--- Your assignment ---
In the text on cleaning metallic surfaces, which methods are listed under mechanical non-abrasive cleaning?

--- Document segment ---
* * *
See illustration 2: Structure of a metallic surface

The closer a layer is to the substrate surface, the more energy is needed to remove it. Correspondingly, the cleaning itself can be structured according to the type of energy input:

- Mechanical – abrasive: blasting, grinding
- Mechanical – non-abrasive: stirring, mixing, ultrasound, spraying
- Thermal – reactive: heat treatment much above 100 °C in reactive gases
- Thermal – non-reactive: temperature below 100 °C, increased bath temperature, vapor degreasing
- Chemical – abrasive/reactive: pickling in liquids, plasma-assisted, sputter-cleaning, electropolishing
- Chemical – non-reactive: organic solvents, aqueous solutions, supercritical CO_{2}

The contamination layer may then be further classified according to:
- Origin
- Composition: e.g. cooling lubricants may be composed differently. Single components may account for big problems, especially for job shop cleaners, who have no control over prior processes and thus don't know the contaminants. For example, silicates may obstruct nitriding.
* * *
--- Material supplied ---
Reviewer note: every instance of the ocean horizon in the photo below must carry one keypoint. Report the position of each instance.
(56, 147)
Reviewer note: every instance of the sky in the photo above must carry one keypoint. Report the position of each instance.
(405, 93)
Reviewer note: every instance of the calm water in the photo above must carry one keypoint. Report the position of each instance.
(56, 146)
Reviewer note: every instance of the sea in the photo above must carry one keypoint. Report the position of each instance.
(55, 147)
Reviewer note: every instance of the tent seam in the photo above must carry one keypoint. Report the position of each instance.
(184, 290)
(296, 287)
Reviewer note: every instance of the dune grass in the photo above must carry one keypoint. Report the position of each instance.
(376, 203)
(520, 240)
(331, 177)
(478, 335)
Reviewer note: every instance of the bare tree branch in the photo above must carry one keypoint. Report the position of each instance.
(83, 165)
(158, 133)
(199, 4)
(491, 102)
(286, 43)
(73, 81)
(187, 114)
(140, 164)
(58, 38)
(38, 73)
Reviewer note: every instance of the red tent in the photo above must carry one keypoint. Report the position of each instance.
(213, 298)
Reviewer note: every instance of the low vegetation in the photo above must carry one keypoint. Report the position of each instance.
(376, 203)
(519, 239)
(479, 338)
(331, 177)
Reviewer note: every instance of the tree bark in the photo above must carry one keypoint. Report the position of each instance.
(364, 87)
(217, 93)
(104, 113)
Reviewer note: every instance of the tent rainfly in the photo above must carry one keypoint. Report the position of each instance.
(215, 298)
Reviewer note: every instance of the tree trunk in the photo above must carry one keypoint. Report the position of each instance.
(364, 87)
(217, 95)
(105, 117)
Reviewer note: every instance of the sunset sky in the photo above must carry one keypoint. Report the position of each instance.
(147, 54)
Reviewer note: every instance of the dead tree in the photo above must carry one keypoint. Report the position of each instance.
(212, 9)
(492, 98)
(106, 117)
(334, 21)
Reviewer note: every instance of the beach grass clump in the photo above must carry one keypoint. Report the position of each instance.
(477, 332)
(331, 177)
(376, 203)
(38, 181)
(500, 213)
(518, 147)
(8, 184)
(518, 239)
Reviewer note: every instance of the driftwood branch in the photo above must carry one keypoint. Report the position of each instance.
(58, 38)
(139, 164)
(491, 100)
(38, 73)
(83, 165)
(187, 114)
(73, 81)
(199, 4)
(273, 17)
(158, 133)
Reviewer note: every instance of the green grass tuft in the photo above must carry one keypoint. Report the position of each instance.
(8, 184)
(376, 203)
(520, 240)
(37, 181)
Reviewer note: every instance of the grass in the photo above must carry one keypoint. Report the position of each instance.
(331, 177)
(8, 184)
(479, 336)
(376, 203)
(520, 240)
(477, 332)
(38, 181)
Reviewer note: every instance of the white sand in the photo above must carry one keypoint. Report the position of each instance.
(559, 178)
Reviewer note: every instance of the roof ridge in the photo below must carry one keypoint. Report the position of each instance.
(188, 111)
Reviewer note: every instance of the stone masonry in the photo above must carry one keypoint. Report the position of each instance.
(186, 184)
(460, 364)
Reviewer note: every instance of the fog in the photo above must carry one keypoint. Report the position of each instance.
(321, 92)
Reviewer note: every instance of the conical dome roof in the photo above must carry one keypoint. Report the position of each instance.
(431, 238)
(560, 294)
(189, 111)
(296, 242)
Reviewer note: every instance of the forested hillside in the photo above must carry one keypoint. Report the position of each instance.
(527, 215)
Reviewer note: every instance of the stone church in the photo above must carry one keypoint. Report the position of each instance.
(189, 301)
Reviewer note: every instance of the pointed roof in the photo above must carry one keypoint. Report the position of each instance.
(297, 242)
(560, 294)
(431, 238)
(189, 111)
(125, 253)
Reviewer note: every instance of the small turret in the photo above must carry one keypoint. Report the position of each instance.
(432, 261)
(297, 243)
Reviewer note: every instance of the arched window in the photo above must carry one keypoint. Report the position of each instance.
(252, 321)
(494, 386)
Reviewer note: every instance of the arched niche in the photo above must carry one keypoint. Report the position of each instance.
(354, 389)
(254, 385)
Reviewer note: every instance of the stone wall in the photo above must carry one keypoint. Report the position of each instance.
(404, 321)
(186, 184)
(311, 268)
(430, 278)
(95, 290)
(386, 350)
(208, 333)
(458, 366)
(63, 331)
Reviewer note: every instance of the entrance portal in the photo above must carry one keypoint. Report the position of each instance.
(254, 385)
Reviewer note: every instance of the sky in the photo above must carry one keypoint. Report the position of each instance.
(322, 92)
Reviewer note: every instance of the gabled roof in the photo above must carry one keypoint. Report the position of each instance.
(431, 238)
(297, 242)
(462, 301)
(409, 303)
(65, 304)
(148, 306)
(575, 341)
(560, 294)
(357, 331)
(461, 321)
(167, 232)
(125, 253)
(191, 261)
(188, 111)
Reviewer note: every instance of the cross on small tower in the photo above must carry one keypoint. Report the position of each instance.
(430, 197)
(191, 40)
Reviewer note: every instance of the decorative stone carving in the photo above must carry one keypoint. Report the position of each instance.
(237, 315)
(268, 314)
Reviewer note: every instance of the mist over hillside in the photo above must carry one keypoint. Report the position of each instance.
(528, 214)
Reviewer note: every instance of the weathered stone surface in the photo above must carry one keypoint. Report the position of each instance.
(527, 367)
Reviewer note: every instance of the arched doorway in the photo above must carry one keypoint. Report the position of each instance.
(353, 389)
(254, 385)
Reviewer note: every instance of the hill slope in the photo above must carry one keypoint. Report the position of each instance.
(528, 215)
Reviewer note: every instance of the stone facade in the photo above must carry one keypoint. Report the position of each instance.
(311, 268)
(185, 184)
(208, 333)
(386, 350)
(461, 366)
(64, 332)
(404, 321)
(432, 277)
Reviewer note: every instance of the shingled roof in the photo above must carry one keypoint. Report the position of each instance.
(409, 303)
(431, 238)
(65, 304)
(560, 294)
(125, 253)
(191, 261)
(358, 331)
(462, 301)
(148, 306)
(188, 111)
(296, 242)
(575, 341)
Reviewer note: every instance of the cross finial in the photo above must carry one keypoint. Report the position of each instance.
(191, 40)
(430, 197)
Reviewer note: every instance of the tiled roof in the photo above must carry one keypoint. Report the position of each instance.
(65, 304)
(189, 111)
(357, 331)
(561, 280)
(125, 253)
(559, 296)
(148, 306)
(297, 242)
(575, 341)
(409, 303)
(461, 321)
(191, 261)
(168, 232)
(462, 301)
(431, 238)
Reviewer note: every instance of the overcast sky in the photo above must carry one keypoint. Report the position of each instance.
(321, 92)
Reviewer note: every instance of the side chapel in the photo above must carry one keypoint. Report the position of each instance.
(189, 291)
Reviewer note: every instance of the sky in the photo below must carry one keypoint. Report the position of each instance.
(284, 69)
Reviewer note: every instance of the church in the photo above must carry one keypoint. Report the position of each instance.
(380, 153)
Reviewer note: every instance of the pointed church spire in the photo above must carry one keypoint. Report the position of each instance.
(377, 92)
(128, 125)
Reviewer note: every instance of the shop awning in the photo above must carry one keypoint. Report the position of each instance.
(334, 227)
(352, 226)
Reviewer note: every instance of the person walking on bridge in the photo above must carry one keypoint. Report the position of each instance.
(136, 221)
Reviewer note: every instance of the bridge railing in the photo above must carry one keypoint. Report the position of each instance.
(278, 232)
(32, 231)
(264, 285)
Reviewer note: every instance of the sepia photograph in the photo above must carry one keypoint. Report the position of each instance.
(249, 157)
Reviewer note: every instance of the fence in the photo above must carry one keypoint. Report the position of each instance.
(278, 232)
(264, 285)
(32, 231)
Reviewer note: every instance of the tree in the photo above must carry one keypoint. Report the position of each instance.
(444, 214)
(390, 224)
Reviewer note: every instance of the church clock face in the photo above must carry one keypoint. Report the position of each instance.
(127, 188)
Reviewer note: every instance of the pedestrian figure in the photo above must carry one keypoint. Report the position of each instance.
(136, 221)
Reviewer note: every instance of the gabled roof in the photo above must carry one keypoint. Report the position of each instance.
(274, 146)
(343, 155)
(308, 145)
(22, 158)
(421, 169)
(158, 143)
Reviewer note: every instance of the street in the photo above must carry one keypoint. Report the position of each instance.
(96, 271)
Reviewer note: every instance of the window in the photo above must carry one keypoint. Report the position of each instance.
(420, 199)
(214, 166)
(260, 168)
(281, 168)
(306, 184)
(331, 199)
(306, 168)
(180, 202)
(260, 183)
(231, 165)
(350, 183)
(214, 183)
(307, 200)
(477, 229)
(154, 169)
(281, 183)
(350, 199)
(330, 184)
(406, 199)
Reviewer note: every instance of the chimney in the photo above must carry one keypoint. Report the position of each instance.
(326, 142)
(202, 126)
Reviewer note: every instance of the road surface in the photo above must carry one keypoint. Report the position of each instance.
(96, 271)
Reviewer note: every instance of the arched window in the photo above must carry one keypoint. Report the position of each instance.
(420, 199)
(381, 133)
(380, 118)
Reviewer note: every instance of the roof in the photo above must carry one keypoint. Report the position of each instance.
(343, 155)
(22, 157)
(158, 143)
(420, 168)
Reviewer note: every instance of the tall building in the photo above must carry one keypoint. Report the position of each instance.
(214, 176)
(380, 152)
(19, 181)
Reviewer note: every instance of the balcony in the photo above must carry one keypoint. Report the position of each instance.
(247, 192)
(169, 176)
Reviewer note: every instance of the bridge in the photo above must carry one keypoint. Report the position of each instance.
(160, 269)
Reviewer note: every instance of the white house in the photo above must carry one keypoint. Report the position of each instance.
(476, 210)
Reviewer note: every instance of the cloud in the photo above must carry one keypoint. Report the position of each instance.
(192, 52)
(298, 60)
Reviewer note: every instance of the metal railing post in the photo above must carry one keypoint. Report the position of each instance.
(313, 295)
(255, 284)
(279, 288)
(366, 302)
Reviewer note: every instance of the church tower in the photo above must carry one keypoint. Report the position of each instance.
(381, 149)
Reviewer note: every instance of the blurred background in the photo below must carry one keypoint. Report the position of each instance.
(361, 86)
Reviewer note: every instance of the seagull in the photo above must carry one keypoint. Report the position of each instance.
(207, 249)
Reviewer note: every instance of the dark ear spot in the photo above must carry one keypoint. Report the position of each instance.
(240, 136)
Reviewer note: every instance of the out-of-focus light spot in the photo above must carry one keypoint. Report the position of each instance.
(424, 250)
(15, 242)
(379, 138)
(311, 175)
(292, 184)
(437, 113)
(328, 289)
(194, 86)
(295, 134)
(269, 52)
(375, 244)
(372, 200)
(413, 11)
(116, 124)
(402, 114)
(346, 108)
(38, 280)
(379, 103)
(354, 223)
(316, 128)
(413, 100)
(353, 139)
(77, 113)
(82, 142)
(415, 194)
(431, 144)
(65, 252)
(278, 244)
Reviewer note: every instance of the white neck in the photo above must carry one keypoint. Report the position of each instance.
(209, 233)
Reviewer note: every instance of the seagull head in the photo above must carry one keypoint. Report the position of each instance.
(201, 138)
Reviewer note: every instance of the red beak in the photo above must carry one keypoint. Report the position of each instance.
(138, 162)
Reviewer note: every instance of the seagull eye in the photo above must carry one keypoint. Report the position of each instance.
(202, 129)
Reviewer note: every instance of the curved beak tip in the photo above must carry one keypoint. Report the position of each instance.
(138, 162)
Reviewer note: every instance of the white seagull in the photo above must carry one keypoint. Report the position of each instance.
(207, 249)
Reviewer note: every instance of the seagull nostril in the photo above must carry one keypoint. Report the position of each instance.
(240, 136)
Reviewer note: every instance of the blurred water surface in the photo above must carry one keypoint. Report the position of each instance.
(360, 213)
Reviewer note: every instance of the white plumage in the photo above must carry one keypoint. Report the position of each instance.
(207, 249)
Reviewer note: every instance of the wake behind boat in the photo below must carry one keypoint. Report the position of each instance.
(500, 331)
* * *
--- Reply to the exercise ---
Stirring, mixing, ultrasound, and spraying.